* [TEKS SUMBER]:
+ + + +

OLEH Devy Kurnia Alamsyah
Pemerhati Sejarah
Surat bernada kecaman itu dikirim dari Paris, Prancis,
tertanggal 24 Juli 1975 yang tergeletak di sebuah meja utama di Gedung Putih.
Pengirimnya adalah seorang janda kelahiran Tokyo yang bernama asli Naoko Nemoto
kemudian setelah menikah berganti nama menjadi Ratna Sari Dewi Soekarno.
Dalam
suratnya, ia menggugat pemerintah Amerika dan menuntut konfirmasi mengenai
keterlibatan Amerika (terutama CIA) dalam perang saudara di tahun 1958 dan
genosida di tahun 1965 di Indonesia yang kemudian menggulingkan suaminya dari
kursi kepresidenan dan meninggal dalam tahanan rumah lima tahun sebelumnya. Tak
hanya itu ia juga menuntut pembebasan ribuan tahanan politik, yang dipenjarakan
rejim Orde Baru, yang sebagian besarnya adalah pendukung Sukarno. Madame
Syuga yang meminta keterbukaan informasi mengenai kejahatan kemanusiaan
yang lima kali lipat lebih besar dari kejahatan perang di Vietnam ini mesti
menunggu surat balasan dari Presiden Ford—pemimpin Amerika yang berkuasa saat
itu.

+ + + +

* [YANG HARUS DIKERJAKAN]:
1 > Terjemahkan kalimat dari teks sumber ini ke dalam bahasa Inggris: "Pengirimnya adalah seorang janda kelahiran Tokyo yang bernama asli Naoko Nemoto kemudian setelah menikah berganti nama menjadi Ratna Sari Dewi Soekarno."
2 > Tuliskan kembali tanpa perubahan bagian teks sumber yang dimulai dari "OLEH Devy Kurnia" dan diakhiri dengan "di Gedung Putih.".

+ + + +

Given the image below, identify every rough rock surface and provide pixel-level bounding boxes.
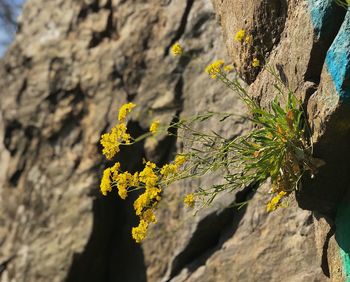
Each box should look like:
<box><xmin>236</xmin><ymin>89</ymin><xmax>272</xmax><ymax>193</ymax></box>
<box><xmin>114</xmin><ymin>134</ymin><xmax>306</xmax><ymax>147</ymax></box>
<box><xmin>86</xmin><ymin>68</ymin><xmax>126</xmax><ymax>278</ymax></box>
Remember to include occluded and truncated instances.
<box><xmin>0</xmin><ymin>0</ymin><xmax>342</xmax><ymax>282</ymax></box>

+ + + +

* [DAFTAR JAWABAN]:
1 > The sender was a Tokyo-born widow whose original name was Naoko Nemoto, who after marrying changed her name to Ratna Sari Dewi Soekarno.

2 >
OLEH Devy Kurnia Alamsyah
Pemerhati Sejarah
Surat bernada kecaman itu dikirim dari Paris, Prancis,
tertanggal 24 Juli 1975 yang tergeletak di sebuah meja utama di Gedung Putih.